[Passage for review]:

Image taken from LSD psychotherapy by Stanislav Grof (1980)
Life in the womb can be as emotionally varied and complex as life outside the womb. This is what people report after Breathwork sessions. But how is this so? Medical science says that we can't actually remember life in the womb or our birth. There is no way it can happen because the cerebal cortex of the newborn is not complete, it is not myelinized (as it is called), and therefore no memory recording function is available to us.
So in a Breathwork session clients report oceanic feelings of bliss (a good womb) or a toxic womb (environmental toxins e.g. tobacco or alcohol) or a 'toxic' emotional environment.
So whilst Freud and the psychoanalytic movement tended just to focus on post-natal biography and the Freudian individual unconscious, discovering the perinatal aspect of ourselves process opens up a major door to healing distortions in our nervous systems. In my own case, I uncovered lots of repressed rage, even though on the outside I was a very nice guy. I traced this back to my high forceps delivery and being 'forced' out of the birth canal.
So when we undertake Breathwork, we can tap into some 'unremembered' areas and bring it up for processing and healing.
A major component of a breathwork session is lies in the realm of sensory experience. How do I experience my body in a non-ordinary state of consciousness?

[What to work on]:
From the passage on Breathwork, list each womb experience that clients report in a Breathwork session.

[Source data]:
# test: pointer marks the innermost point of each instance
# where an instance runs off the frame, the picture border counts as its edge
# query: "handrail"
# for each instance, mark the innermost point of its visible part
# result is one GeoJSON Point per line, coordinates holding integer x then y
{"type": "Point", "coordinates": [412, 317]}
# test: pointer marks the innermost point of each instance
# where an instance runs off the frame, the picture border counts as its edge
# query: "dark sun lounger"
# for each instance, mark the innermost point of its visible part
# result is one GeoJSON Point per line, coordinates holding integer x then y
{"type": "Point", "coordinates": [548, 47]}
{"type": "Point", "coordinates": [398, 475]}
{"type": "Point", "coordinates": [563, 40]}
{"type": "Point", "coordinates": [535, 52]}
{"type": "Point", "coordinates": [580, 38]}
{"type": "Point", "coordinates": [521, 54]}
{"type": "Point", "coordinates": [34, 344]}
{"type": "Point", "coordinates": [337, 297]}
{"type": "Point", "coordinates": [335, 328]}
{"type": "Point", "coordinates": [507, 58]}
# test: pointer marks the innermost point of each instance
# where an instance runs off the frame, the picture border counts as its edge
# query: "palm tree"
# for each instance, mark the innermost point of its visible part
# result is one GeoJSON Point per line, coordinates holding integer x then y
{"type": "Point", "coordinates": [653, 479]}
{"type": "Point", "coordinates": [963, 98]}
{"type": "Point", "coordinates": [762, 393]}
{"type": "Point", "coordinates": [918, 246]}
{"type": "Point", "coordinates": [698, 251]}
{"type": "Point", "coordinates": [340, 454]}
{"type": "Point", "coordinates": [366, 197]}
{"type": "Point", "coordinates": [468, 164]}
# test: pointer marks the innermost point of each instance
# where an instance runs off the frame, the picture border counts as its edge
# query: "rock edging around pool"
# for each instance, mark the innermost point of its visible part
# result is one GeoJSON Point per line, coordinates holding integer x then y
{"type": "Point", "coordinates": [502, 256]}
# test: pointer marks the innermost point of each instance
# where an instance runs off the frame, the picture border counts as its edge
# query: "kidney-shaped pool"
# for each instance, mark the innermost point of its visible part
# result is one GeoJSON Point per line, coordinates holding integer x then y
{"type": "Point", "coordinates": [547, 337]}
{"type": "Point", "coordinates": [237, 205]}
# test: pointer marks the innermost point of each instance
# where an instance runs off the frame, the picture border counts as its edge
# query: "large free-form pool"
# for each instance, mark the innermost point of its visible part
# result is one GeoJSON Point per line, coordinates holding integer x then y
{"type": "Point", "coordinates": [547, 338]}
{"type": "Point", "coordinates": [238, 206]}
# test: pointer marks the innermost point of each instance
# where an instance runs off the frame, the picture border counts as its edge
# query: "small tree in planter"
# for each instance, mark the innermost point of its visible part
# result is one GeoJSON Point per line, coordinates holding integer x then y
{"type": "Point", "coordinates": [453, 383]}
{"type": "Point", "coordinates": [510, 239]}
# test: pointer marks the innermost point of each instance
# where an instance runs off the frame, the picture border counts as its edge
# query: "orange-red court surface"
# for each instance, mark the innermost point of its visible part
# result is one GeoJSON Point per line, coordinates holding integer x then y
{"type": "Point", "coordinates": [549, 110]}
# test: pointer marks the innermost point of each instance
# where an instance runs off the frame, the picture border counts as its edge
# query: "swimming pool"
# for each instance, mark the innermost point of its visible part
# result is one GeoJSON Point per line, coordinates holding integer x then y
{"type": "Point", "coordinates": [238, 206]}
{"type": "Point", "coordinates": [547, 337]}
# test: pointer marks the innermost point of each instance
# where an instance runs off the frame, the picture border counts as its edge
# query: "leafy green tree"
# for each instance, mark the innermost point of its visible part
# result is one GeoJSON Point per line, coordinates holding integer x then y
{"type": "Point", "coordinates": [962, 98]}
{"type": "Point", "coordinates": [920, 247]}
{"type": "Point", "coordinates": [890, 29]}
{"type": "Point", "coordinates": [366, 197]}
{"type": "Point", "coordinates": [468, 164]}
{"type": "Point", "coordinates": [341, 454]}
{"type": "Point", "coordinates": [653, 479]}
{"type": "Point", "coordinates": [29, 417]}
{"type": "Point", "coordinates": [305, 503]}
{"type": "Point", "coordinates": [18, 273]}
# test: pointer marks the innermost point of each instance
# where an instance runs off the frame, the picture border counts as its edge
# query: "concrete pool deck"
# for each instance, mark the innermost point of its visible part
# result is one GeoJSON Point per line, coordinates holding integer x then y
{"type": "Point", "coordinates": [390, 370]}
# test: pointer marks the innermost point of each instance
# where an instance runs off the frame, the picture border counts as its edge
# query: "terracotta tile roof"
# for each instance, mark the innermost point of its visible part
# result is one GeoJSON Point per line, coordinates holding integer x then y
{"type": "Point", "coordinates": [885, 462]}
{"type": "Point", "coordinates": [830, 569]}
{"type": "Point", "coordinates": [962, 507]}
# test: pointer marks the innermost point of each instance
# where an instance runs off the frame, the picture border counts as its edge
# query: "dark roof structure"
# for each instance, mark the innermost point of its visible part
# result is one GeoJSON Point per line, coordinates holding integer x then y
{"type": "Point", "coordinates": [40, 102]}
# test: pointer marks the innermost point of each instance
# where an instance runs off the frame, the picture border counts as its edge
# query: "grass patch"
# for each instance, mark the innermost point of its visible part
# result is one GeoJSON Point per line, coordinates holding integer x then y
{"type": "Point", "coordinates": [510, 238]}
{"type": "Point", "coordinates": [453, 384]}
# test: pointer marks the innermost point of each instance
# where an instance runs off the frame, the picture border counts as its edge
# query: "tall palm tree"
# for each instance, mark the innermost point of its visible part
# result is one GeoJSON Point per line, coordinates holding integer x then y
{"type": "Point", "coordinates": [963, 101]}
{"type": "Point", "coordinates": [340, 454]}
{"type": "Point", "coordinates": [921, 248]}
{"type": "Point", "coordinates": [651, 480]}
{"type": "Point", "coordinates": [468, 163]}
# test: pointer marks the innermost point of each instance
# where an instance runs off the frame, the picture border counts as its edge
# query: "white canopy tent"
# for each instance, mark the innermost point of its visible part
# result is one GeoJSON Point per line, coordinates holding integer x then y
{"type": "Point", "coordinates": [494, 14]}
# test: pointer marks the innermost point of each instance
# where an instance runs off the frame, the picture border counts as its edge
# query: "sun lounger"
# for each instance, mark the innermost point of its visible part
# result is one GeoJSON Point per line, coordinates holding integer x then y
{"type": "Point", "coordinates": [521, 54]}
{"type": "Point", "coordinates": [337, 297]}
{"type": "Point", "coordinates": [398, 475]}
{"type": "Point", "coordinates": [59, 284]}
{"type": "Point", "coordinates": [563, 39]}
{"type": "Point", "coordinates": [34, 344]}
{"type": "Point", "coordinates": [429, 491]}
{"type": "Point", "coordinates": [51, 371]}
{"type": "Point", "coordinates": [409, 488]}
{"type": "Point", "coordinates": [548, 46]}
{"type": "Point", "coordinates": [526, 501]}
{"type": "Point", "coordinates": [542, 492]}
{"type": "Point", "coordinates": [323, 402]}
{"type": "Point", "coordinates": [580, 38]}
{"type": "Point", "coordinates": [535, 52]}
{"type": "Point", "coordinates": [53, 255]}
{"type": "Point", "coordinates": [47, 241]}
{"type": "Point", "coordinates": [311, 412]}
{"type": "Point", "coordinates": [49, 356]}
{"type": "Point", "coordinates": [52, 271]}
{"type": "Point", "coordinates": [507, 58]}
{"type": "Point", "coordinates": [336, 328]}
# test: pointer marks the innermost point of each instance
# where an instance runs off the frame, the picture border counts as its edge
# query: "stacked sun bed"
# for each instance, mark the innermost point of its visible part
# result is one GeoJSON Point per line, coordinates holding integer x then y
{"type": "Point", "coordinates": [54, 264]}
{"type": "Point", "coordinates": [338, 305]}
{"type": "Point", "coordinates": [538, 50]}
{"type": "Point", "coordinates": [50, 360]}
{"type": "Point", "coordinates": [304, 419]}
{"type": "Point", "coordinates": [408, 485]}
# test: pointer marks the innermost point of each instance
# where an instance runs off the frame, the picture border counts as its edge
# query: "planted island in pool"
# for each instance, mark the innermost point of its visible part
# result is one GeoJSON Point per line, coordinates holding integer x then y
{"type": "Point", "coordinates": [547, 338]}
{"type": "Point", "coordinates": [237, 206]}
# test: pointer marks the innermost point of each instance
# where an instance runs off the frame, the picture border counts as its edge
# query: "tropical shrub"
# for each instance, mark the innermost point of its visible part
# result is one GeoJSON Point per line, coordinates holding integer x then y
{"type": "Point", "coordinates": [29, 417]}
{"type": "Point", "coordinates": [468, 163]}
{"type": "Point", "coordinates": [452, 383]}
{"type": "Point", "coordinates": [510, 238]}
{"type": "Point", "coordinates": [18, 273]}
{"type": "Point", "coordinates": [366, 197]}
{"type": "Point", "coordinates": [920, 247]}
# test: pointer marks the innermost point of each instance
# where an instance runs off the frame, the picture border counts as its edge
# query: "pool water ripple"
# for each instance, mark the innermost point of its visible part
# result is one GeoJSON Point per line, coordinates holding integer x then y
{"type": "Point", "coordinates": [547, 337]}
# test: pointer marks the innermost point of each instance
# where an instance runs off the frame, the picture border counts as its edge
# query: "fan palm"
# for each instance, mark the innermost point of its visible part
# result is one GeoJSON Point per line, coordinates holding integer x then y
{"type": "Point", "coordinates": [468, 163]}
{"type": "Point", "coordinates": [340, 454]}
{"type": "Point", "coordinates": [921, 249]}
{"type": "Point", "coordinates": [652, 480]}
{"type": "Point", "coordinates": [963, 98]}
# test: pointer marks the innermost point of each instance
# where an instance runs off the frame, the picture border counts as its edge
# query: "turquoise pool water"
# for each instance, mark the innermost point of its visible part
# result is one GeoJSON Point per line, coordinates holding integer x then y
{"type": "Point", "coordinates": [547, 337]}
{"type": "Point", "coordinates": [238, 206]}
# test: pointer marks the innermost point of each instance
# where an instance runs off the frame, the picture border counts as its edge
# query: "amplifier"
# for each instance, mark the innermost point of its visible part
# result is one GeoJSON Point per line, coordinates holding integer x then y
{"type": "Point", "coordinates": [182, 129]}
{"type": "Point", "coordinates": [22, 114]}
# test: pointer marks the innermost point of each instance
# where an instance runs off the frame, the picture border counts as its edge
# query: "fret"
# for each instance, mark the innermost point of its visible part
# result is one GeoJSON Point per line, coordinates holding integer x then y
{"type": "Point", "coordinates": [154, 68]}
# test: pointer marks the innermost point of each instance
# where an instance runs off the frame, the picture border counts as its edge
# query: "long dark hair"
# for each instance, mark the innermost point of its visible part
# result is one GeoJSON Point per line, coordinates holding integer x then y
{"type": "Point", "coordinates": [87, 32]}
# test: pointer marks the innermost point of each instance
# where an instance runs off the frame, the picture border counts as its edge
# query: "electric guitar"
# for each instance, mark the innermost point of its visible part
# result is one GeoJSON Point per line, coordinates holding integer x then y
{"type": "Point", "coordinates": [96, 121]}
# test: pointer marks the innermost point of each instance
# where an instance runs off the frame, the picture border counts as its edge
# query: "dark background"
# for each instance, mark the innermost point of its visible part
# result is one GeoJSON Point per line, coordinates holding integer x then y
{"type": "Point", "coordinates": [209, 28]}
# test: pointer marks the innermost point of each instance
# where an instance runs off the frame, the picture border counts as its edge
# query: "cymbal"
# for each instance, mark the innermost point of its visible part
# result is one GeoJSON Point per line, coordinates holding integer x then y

[Finished exercise]:
- Oceanic feelings of bliss (a good womb)
- A toxic womb (environmental toxins, e.g. tobacco or alcohol)
- A 'toxic' emotional environment